Please repeat, word for word, the part of the metal spinning text below from "To calculate machine" to "of machine usage.".

▸ **GIVEN TEXT**:
--- START ---
Several factors influence the overall machine time costs, including the type of machine, the material being spun, the part complexity, machine efficiency, and the machine’s maintenance costs.In this section, we will break down the key factors that contribute to machine time costs in metal spinning and how to calculate them.

1. Machine Type and Hourly Rate

The type of machine used for the spinning process plays a significant role in determining machine time costs. There are two main categories of machines used in metal spinning: manual machines and computer numerical control (CNC) machines.

• Manual Machines: Manual metal spinning machines are operated by skilled workers who control the process by hand. These machines are generally less expensive to purchase and operate compared to CNC machines, but they require more labor and can take longer to complete parts. The operational cost of a manual machine is typically lower, but the labor intensity means that additional labor costs must be factored into the overall price.
• CNC Machines: CNC (computer numerical control) machines are automated and controlled by a computer program. These machines are more precise, efficient, and can handle complex geometries with greater consistency. CNC machines are typically faster than manual machines and require less labor input once they are set up. However, the cost to operate a CNC machine is generally higher due to the greater investment in machinery, software, and technology.

To calculate machine time costs, manufacturers first need to determine the hourly rate of the machine. This rate typically includes several elements:

• Depreciation: The machine’s cost is depreciated over its expected lifespan, which is factored into the hourly operating rate.
• Power Consumption: The electricity required to run the machine and any auxiliary systems, such as cooling or air compression, is factored into the cost.
• Maintenance Costs: Machines need regular maintenance and occasional repairs. These costs are distributed over the expected hours of machine usage.
--- END ---
▸ **DATA PROVIDED**:
--- START ---
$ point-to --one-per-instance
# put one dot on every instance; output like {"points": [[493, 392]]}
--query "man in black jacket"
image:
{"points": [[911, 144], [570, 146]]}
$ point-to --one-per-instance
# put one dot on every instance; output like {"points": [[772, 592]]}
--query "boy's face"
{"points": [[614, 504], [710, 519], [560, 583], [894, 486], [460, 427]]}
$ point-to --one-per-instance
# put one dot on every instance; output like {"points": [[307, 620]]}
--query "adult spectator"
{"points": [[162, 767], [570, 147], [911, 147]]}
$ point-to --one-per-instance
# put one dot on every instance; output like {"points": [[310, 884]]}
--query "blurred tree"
--- END ---
▸ **SOLUTION FOR THIS TASK**:
To calculate machine time costs, manufacturers first need to determine the hourly rate of the machine. This rate typically includes several elements:

• Depreciation: The machine’s cost is depreciated over its expected lifespan, which is factored into the hourly operating rate.
• Power Consumption: The electricity required to run the machine and any auxiliary systems, such as cooling or air compression, is factored into the cost.
• Maintenance Costs: Machines need regular maintenance and occasional repairs. These costs are distributed over the expected hours of machine usage.